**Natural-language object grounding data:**
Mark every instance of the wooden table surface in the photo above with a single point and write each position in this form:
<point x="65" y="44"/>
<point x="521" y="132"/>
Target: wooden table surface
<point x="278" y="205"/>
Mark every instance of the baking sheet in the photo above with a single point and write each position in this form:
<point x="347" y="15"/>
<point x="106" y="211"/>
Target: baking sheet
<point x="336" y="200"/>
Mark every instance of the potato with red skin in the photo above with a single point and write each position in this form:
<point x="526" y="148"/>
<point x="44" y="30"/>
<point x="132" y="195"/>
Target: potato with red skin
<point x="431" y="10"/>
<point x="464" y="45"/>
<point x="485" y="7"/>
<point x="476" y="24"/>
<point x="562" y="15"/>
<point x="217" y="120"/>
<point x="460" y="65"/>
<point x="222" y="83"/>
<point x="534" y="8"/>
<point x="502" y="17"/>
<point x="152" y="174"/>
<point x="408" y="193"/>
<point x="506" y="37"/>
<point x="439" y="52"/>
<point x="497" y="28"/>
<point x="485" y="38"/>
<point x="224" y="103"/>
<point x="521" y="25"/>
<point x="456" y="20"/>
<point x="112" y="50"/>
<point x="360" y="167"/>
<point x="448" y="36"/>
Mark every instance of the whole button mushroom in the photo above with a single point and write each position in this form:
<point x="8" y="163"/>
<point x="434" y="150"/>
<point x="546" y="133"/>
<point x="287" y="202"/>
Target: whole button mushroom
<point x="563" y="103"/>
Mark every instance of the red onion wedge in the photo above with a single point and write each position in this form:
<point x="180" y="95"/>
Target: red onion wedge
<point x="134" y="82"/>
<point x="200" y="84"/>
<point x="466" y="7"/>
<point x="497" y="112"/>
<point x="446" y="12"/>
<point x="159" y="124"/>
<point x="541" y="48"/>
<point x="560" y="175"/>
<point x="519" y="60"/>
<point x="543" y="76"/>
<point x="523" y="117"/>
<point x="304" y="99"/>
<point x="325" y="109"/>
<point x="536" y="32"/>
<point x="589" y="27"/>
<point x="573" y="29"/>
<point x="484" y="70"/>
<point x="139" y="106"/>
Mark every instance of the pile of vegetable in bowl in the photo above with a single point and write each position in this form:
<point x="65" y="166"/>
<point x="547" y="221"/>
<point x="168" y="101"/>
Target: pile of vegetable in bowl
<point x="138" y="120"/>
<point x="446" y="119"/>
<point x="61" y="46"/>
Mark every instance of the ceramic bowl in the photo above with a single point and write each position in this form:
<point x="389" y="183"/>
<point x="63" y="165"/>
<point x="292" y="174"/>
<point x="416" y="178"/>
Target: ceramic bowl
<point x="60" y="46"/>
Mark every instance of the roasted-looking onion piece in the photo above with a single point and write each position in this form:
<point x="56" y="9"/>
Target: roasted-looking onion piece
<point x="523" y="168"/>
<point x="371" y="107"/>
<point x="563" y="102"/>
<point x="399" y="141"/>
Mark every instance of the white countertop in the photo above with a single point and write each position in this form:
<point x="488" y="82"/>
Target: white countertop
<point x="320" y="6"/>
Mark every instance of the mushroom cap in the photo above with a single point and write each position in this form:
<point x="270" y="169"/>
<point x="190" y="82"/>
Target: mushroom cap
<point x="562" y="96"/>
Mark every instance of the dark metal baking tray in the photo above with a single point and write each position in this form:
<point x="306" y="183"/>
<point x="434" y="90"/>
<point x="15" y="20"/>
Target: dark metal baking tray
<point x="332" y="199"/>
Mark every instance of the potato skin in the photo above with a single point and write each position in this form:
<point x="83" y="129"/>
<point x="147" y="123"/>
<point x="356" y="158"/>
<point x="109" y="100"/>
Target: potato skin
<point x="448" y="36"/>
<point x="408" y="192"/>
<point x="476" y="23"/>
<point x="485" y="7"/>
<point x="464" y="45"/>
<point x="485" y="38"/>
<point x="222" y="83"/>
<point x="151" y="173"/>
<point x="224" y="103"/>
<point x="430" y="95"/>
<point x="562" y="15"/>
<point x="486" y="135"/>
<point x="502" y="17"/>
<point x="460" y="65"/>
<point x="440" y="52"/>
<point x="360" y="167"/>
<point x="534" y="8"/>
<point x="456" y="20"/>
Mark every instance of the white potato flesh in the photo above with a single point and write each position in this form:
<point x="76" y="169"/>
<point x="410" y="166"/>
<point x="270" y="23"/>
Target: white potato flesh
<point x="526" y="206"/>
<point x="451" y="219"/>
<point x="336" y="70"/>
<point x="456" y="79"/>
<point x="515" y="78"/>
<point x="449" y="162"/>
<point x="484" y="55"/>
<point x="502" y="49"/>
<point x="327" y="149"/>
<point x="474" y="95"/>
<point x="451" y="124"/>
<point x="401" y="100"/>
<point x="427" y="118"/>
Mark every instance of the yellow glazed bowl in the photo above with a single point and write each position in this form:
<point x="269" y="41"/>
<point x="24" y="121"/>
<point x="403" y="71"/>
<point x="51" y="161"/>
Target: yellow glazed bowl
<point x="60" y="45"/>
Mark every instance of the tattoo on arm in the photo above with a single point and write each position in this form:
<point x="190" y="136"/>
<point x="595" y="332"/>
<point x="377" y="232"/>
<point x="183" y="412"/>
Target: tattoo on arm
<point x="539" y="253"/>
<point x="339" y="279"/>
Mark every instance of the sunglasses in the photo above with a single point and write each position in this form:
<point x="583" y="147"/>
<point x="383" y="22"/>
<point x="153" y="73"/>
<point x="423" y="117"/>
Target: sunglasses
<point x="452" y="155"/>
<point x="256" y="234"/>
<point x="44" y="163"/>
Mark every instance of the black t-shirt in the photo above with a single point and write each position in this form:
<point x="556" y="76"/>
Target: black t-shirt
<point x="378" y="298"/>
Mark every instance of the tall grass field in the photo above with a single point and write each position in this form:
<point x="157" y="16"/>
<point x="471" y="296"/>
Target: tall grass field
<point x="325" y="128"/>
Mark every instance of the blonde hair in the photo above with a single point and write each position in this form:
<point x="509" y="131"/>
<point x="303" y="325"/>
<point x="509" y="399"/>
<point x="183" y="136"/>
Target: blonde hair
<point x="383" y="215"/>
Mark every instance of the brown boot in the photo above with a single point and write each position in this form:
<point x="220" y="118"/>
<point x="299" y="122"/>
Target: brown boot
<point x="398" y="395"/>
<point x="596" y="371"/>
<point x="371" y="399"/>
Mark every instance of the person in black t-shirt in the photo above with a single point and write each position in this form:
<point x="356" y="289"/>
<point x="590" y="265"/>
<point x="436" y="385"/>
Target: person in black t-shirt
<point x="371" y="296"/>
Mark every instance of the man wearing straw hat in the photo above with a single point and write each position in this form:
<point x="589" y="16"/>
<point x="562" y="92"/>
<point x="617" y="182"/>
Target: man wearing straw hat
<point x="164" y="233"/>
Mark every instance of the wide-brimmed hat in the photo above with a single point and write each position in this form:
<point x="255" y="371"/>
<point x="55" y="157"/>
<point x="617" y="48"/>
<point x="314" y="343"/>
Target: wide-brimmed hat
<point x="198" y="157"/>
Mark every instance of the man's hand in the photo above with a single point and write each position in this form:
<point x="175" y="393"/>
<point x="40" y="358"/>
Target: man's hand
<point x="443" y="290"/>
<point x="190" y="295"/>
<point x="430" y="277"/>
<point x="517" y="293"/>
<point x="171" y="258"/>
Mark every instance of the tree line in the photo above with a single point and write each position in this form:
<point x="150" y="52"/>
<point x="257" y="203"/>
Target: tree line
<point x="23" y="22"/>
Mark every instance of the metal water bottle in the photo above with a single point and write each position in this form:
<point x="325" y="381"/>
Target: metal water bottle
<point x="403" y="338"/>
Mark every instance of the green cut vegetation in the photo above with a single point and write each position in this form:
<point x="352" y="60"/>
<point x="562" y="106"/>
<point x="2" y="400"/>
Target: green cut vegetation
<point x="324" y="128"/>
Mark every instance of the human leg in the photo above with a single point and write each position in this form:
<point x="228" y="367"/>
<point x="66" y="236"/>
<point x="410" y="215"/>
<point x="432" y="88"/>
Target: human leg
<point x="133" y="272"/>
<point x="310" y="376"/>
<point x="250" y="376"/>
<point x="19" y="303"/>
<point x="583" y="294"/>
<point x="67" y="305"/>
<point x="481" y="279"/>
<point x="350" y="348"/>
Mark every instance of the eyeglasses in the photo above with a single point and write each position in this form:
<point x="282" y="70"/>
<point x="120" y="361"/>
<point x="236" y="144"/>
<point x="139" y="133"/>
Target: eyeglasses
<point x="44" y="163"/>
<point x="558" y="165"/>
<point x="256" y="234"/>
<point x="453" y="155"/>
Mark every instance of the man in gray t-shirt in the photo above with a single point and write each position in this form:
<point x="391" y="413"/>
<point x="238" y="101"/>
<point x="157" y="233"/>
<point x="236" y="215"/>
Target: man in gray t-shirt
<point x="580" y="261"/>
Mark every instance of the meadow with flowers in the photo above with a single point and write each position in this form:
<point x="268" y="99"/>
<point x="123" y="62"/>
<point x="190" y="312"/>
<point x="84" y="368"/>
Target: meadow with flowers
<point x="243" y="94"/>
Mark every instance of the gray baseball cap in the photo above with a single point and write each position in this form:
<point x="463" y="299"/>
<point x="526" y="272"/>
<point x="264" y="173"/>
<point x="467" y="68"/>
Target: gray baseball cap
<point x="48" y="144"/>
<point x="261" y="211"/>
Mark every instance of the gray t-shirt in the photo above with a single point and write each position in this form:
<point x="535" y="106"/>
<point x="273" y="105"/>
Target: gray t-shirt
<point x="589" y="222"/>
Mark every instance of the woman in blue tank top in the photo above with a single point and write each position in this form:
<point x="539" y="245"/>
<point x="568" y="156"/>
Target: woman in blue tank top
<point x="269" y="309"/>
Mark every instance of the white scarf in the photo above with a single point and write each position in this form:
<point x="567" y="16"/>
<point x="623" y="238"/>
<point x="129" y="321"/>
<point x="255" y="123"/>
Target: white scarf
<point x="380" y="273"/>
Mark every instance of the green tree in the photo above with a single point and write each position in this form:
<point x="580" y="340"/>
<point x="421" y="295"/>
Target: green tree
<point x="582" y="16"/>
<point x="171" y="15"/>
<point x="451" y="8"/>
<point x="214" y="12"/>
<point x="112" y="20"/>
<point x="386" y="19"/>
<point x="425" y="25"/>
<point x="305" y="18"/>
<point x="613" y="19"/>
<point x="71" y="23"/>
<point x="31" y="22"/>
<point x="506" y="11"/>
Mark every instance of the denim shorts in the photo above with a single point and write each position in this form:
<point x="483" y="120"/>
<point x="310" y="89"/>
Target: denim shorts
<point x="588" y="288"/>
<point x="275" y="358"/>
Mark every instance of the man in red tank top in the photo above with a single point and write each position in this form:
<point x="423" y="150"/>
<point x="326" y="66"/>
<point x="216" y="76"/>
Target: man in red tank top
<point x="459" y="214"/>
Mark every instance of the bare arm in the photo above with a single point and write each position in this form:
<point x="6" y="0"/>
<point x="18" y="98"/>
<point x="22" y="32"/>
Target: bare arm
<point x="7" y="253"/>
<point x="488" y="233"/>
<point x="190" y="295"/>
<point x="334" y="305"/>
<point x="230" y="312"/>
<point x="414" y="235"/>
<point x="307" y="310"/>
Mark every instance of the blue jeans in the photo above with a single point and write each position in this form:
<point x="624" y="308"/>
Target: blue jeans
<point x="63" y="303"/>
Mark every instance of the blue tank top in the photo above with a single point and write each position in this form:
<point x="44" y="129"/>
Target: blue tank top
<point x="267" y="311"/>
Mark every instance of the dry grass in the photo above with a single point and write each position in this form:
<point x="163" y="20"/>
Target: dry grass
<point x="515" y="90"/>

**Task requirements:** Exactly as written, reproduce the lines of the data above from the first line through the line where "Mark every instance of the potato with" appears.

**Completed exercise:**
Mark every instance of the wooden table surface in the photo above with a single point and write each position in this form:
<point x="65" y="44"/>
<point x="521" y="132"/>
Target: wooden table surface
<point x="278" y="205"/>
Mark every instance of the baking sheet in the photo above with a single point and write each position in this form:
<point x="347" y="15"/>
<point x="106" y="211"/>
Target: baking sheet
<point x="336" y="200"/>
Mark every instance of the potato with red skin in the photo above with a single point and write each position in this form:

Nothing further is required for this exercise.